WHAT YOU NEED TO DO:
Please print exactly the lines running from the one that contains "pants. Tag each instance with a single point." to the end of the data, with both lines included.

Natural language region descriptions
····················
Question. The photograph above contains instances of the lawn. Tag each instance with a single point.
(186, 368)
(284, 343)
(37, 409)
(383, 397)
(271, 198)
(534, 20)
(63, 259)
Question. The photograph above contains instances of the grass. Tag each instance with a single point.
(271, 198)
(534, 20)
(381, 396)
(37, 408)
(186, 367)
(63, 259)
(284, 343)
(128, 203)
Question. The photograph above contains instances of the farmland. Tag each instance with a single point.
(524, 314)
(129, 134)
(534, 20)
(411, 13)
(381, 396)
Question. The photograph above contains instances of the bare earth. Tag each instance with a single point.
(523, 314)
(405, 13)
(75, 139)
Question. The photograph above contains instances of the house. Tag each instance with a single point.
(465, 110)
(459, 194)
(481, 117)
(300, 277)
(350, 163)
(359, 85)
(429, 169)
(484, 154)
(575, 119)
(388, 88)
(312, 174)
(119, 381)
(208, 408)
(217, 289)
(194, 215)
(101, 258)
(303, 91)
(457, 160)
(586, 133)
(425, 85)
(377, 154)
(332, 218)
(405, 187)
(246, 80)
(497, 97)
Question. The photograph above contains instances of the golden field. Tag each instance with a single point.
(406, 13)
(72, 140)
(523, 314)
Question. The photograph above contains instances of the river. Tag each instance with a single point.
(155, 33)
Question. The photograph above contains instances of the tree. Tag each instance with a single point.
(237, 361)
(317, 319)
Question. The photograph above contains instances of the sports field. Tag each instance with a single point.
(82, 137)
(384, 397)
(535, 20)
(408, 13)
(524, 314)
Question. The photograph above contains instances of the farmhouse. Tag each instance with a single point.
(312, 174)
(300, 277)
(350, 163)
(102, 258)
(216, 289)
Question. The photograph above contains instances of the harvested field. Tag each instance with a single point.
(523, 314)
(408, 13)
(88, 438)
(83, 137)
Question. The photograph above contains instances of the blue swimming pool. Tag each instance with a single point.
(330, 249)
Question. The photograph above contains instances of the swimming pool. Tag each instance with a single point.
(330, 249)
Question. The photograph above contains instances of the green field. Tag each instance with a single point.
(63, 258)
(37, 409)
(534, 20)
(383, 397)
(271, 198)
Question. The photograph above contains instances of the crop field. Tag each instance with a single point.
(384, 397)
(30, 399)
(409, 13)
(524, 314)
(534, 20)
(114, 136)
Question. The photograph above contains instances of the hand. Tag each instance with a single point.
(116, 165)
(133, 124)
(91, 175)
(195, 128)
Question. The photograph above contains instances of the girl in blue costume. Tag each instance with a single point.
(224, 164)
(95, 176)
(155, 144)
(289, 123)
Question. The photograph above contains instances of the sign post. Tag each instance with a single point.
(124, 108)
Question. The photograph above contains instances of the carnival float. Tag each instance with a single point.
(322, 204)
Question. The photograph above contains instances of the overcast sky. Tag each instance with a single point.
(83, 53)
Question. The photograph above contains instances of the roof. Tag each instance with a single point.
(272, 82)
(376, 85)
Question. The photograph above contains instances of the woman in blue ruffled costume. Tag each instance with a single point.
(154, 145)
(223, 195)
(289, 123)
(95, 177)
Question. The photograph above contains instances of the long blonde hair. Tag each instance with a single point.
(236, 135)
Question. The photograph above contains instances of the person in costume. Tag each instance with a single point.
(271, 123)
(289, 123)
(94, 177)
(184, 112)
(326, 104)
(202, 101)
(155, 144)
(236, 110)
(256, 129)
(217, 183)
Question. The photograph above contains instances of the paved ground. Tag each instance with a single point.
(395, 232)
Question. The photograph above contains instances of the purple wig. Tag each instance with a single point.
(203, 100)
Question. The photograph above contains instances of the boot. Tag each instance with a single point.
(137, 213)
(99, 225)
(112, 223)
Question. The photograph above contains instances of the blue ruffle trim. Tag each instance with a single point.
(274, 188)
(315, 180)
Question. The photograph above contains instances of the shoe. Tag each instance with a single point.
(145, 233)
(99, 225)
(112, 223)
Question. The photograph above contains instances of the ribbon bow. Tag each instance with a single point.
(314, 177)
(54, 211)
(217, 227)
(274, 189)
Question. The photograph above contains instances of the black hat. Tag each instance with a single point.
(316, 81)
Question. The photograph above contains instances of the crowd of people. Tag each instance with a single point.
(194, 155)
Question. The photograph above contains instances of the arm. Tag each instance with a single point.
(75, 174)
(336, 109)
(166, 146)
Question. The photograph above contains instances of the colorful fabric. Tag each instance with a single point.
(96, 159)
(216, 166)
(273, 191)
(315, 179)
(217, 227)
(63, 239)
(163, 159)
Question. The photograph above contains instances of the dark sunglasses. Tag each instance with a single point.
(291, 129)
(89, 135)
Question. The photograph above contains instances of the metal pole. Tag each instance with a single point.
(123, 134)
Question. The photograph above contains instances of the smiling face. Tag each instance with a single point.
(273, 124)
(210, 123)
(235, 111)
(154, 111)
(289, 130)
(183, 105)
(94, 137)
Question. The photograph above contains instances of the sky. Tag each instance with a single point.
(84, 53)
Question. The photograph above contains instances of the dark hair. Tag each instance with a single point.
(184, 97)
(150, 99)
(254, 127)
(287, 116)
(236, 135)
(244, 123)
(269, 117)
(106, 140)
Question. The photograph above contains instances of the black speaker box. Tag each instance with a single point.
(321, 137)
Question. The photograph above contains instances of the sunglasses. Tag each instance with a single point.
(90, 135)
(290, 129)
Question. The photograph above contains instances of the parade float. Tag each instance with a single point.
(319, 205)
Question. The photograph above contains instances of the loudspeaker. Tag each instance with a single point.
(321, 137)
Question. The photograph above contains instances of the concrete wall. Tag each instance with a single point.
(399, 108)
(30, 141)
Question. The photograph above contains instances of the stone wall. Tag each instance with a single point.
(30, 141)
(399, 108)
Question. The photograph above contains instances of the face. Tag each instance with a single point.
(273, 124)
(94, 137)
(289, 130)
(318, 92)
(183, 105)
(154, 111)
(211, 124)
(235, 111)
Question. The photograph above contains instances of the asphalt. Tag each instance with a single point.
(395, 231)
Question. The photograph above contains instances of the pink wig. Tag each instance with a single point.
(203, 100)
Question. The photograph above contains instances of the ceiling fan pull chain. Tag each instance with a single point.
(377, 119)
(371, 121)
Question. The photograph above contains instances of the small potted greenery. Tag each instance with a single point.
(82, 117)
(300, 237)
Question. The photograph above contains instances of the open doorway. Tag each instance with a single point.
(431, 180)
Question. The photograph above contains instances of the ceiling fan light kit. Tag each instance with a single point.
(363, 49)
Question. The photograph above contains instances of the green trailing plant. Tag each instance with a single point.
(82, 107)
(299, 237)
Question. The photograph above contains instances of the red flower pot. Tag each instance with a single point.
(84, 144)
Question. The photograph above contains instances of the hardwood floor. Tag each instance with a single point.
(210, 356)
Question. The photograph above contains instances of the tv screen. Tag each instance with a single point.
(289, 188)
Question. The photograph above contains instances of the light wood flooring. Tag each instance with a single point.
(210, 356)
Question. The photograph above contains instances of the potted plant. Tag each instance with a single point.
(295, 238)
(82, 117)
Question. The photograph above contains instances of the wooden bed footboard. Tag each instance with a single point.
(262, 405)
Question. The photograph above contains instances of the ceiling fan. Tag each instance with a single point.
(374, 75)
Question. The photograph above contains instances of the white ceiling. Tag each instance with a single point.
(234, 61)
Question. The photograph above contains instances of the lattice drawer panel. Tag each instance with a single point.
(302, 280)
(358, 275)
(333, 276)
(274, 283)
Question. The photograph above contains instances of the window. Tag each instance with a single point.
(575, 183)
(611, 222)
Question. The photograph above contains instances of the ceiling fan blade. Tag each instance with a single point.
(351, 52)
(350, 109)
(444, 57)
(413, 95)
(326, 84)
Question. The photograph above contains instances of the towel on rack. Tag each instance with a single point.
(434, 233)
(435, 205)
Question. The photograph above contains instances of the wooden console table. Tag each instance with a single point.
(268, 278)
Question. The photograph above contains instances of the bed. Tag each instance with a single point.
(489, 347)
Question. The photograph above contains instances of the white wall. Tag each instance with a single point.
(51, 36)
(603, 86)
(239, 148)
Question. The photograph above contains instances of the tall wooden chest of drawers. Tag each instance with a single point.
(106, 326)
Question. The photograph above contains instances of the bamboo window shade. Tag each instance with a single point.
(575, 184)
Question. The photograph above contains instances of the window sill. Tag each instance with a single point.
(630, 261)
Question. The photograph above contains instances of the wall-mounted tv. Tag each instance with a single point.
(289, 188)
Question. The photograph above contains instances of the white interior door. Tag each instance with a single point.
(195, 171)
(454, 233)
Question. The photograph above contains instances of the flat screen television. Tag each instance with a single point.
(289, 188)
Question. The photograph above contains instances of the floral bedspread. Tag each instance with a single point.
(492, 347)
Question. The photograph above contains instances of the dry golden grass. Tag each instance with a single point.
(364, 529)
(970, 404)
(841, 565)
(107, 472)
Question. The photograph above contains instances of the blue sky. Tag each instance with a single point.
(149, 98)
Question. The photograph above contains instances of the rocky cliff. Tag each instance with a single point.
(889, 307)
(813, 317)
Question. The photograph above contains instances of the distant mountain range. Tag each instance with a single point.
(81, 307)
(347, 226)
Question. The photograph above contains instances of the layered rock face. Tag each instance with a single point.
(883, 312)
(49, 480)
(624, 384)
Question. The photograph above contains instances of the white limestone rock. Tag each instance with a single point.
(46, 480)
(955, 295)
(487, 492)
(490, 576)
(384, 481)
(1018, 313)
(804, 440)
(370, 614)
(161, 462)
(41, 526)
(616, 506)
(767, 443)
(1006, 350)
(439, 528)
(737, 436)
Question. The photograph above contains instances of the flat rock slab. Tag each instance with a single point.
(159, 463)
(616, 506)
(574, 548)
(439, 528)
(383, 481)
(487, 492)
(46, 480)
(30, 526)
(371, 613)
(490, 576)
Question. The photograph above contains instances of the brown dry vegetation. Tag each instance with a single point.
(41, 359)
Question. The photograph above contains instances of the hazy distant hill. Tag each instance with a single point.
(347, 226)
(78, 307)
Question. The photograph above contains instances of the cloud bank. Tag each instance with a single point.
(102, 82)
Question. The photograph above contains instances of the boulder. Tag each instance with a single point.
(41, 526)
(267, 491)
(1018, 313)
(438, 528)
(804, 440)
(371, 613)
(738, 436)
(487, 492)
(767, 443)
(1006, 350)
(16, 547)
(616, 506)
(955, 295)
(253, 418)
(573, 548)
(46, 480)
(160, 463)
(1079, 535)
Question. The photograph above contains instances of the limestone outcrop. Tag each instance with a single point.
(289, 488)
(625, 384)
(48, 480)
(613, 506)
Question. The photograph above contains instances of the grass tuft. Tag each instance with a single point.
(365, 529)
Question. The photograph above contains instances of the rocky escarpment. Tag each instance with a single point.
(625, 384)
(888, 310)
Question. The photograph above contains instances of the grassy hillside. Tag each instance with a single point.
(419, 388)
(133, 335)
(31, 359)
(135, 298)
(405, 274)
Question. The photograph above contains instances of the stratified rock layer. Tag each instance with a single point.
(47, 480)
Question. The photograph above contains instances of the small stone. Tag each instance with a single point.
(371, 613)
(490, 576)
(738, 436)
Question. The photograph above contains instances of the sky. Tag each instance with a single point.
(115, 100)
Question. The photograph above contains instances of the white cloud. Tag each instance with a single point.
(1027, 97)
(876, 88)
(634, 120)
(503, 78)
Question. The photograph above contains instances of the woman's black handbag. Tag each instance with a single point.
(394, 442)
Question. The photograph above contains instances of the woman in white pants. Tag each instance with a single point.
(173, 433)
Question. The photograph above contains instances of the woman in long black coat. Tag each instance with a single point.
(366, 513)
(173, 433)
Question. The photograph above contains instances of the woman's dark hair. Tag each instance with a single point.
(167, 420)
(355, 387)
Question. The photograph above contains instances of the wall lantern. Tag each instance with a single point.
····················
FINAL ANSWER:
Question. The photograph above contains instances of the woman in white pants. Tag each instance with a single point.
(173, 433)
Question. The photograph above contains instances of the woman in long black coat. Tag each instance with a single point.
(366, 513)
(173, 433)
Question. The photograph above contains instances of the woman's dark hair. Tag each instance with a single point.
(167, 420)
(355, 387)
Question. The photograph above contains instances of the wall lantern. Tag each instance with a single point.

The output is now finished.